▸ Opgaven
[A] Typ een deel van de tekst over zelfmanagement bij diabetes over, beginnend bij "Professionals zijn volgens" en doorlopend tot en met "in dagelijkse situaties.".
[B] Beantwoord met behulp van de tekst over zelfmanagement bij diabetes de volgende vragen.
(i) Volgens welke wet zijn professionals verplicht patiënten op een begrijpelijke manier in te lichten?
(ii) Welke drie soorten gezondheidsvaardigheden worden onderscheiden?
(iii) Welk model wordt genoemd als theoretisch kader om te bepalen wanneer met de leefstijlaanpassing kan worden gestart?

▸ Tekstblok
○ ○ ○ ○
Zelfmanagement

Preventieve behandeling van diabetes is in principe geheel gericht op optimale bevordering en ondersteuning van zelfmanagement. Zelfmanagement is het zodanig omgaan met de aandoening (symptomen, behandeling, lichamelijke en sociale consequenties en bijbehorende aanpassingen in leefstijl) dat de aandoening optimaal wordt ingepast in het leven. Zo blijven mensen met diabetes of met ‘gestoorde nuchtere glucosewaarden’ zo actief en gezond mogelijk.

Zelfmanagement veronderstelt dat cliëntenkennis hebben over:

  • de aandoening;
  • wat de consequenties zijn;
  • waar de juiste (preventieve) zorg gehaald kan worden.

De cliënt dient hierbij de regie te nemen in het eigen zorgproces en eigen doelen te stellen en daartoe de mogelijkheid te krijgen. Daarbij wordt uitgegaan van de kracht van de cliënt: deze neemt een actieve rol waar hij/zij dat wil én kan! Dit alles op basis van een gelijkwaardige relatie tussen de mens met een chronische aandoening en de zorgverlener, waarbij onderling vertrouwen en respect van fundamenteel belang zijn. (Landelijk actieprogramma Zelfmanagement, CBO: www.zelfmanagement.com)

Aandacht voor gezondheidsvaardigheden

Professionals zijn volgens de Wet op de Geneeskundige Behandelovereenkomst (WGBO) verplicht patiënten op een voor hen begrijpelijke manier in te lichten over hun gezondheidstoestand, het onderzoek, de in te stellen behandeling en eventuele alternatieven. Informatie en adviezen kunnen pas effectief zijn als zij goed aansluiten op het niveau van gezondheidsvaardigheden van een cliënt. Om optimale ondersteuning bij zelfmanagement te bereiken is het belangrijk om aan te sluiten bij de individuele gezondheidsvaardigheden van de cliënt.

Het gaat hierbij om drie soorten gezondheidsvaardigheden:

  • Functionele vaardigheden: basisvaardigheden als lezen en schrijven, die nodig zijn om goed te kunnen functioneren in dagelijkse situaties.
  • Communicatieve vaardigheden: vaardigheden die nodig zijn om informatie te verkrijgen en te kunnen toe passen op de eigen situatie en op nieuwe situaties.
  • Kritische vaardigheden: deze hebben betrekking op het kritisch kunnen analyseren en gebruiken van informatie om meer controle te krijgen over het eigen leven. (NIGZ, 2011);(Twickler, 2009).

Aansluiten bij de fase van gedragsverandering

Ondersteuning van zelfmanagement van de cliënt met ‘gestoorde nuchtere glucosewaarden’ houdt tevens in dat het wenselijk is pas met de aanpassing van de leefstijl te starten indien de cliënt daar klaar voor is. Een theoretisch kader dat hierbij behulpzaam kan zijn is het  ‘Stages of change’-model (DiClemente, 1991). De theorie stelt dat het alleen zinvol is te starten met de leefstijlaanpassing als de cliënt zich in de juiste fase van gedragsverandering bevindt .

De cliënt kan worden ondersteund in het doorlopen van de fases van gedragsverandering. Motiverende gespreksvoering (Motivational Interviewing (Rollnick, 1995)) kan als ondersteunende techniek worden ingezet om de cliënt door de fasen van gedragsverandering te ‘loodsen’. (DiClemente, 1991); (NDF, 2010b). Het gaat met nadruk om een ondersteunende techniek. Voor het inzetten van motiverende gespreksvoering is het wetenschappelijk bewijs wisselend.
○ ○ ○ ○
▸ Te onderzoeken gegevens
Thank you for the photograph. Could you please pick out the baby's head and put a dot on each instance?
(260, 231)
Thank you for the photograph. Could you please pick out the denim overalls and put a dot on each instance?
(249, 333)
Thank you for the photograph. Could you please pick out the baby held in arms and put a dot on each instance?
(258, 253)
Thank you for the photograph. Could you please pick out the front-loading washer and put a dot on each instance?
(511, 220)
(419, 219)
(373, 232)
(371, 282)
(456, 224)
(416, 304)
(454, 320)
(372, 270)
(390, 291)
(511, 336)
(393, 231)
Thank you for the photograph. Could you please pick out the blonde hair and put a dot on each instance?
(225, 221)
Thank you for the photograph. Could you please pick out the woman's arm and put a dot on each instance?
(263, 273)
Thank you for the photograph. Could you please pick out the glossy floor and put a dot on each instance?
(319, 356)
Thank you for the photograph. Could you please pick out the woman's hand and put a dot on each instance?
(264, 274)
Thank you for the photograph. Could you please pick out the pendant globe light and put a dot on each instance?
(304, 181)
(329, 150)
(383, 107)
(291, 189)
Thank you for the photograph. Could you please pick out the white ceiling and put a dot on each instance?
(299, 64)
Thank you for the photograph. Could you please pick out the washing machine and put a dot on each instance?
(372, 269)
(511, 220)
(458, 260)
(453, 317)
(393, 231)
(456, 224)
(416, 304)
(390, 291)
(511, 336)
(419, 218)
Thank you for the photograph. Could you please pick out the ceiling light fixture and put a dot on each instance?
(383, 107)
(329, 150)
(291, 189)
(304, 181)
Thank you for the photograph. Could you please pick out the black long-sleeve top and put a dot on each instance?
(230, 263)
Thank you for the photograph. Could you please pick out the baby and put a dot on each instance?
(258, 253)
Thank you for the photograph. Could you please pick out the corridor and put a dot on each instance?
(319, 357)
○ ○ ○ ○
▸ Uitwerkingen
[A]
Professionals zijn volgens de Wet op de Geneeskundige Behandelovereenkomst (WGBO) verplicht patiënten op een voor hen begrijpelijke manier in te lichten over hun gezondheidstoestand, het onderzoek, de in te stellen behandeling en eventuele alternatieven. Informatie en adviezen kunnen pas effectief zijn als zij goed aansluiten op het niveau van gezondheidsvaardigheden van een cliënt. Om optimale ondersteuning bij zelfmanagement te bereiken is het belangrijk om aan te sluiten bij de individuele gezondheidsvaardigheden van de cliënt.

Het gaat hierbij om drie soorten gezondheidsvaardigheden:

  • Functionele vaardigheden: basisvaardigheden als lezen en schrijven, die nodig zijn om goed te kunnen functioneren in dagelijkse situaties.

[B]
(i) De Wet op de Geneeskundige Behandelovereenkomst (WGBO).
(ii) Functionele, communicatieve en kritische vaardigheden.
(iii) Het 'Stages of change'-model (DiClemente, 1991).